Pull out each line of the items below that contains the string "dark", treating uppercase and lowercase letters as different.

__________________________________________________

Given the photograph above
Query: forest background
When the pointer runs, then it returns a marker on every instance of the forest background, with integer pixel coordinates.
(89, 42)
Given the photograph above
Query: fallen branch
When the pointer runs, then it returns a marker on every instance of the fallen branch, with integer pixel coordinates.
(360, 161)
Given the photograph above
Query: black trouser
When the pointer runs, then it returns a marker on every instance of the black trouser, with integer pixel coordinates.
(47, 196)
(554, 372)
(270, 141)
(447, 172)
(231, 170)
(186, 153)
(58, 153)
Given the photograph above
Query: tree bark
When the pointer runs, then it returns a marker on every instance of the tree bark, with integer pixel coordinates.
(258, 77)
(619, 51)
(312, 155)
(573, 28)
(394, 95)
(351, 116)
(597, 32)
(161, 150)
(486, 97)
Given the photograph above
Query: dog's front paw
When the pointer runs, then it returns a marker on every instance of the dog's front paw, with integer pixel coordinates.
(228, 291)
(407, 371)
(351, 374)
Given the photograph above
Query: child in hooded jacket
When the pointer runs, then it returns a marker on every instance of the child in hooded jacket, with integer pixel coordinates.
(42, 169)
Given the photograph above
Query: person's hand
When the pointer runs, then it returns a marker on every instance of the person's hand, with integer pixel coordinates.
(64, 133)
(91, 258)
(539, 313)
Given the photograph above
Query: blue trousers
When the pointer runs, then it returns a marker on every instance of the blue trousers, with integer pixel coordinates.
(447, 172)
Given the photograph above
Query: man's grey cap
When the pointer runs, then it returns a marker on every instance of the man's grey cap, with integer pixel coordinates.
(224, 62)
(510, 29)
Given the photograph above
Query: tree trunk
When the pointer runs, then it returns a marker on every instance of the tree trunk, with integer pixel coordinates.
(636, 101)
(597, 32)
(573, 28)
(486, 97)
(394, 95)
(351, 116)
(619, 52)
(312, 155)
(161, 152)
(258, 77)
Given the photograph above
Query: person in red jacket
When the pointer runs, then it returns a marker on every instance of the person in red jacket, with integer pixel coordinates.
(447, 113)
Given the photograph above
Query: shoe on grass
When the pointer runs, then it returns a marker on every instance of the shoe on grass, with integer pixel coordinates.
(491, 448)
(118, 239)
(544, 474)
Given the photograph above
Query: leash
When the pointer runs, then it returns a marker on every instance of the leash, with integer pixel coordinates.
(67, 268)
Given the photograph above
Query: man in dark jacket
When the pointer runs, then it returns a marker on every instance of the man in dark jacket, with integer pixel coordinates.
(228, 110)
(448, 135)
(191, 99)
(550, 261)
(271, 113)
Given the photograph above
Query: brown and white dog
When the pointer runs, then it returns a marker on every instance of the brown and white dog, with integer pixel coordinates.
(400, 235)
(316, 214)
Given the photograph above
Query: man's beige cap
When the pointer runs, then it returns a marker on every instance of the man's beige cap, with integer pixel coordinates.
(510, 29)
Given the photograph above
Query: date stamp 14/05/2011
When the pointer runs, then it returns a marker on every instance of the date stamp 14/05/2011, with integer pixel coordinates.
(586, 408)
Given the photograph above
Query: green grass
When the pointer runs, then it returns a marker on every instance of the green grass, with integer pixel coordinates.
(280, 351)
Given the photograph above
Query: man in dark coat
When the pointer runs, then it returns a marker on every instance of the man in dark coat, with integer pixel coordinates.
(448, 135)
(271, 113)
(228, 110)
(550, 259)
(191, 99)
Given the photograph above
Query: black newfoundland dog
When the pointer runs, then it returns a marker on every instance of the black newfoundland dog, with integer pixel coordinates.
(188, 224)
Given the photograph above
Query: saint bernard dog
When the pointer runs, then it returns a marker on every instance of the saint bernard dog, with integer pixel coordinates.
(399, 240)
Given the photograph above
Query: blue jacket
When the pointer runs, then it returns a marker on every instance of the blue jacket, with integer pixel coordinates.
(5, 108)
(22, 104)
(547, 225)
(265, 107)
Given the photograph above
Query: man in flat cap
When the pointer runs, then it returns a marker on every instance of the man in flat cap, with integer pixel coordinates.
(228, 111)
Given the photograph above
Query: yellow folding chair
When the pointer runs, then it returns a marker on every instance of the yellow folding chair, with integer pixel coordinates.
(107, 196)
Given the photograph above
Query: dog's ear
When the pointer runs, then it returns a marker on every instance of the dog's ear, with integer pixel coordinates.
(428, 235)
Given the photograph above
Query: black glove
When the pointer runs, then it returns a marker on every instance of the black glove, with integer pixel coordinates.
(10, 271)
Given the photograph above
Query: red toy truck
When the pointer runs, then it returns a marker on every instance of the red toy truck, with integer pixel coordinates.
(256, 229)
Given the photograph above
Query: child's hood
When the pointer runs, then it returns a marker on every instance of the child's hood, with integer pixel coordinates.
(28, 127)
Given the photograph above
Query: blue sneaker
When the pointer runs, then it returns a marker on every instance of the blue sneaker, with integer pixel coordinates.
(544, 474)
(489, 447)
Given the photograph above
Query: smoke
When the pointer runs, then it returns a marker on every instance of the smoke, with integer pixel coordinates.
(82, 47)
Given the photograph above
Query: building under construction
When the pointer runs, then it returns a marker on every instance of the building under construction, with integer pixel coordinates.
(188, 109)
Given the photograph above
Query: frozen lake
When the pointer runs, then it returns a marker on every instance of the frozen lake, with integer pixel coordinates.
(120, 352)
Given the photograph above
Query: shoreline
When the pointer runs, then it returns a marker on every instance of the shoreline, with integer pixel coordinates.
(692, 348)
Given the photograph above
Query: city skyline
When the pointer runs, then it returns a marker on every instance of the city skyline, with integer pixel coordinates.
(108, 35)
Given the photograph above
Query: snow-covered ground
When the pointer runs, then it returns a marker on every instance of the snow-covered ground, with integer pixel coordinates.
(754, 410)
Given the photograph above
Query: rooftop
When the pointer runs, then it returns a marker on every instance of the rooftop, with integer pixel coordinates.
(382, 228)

__________________________________________________

Task output ▸
Query: man in dark jacket
When the pointer runs, then it returns a marker on every instance of the man in dark jacket, with integer pixel coordinates.
Query: man in dark coat
When the pointer runs, then it returns a marker on every instance of the man in dark coat, with integer pixel coordinates.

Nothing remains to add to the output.